▸ **Supplied records**
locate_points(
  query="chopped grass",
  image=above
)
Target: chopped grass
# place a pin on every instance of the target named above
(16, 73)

▸ **Your assignment**
Set down exactly the lines above, from the one containing "Target: chopped grass" to the final line of the material, with both ends kept and no other lines.

▸ **Answer**
Target: chopped grass
# place a pin on every instance of the target named above
(16, 73)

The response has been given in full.